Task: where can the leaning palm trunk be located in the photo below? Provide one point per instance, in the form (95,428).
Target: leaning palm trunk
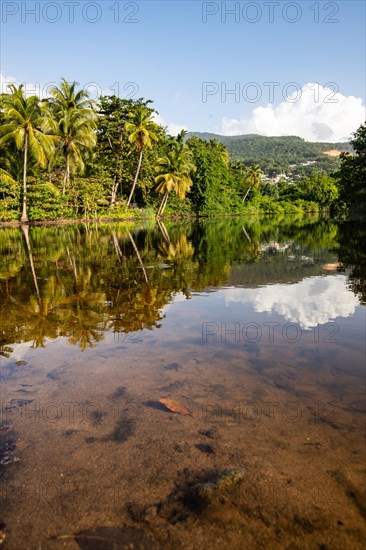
(163,204)
(135,180)
(67,175)
(24,216)
(114,190)
(25,230)
(246,194)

■ ■ ■ ■ ■

== Aim of the exercise ==
Convert the entries above into a JSON array of strings with one string per line. Omit blank lines and leave the pictures out.

== Answer for this exercise ==
[
  "Task: where can the leaning palm trunk be located in the photo below? Provide one point per instance, in the form (95,428).",
  "Target: leaning palm trunk",
  "(163,204)",
  "(135,180)",
  "(67,175)",
  "(24,216)",
  "(114,190)",
  "(25,230)",
  "(246,194)"
]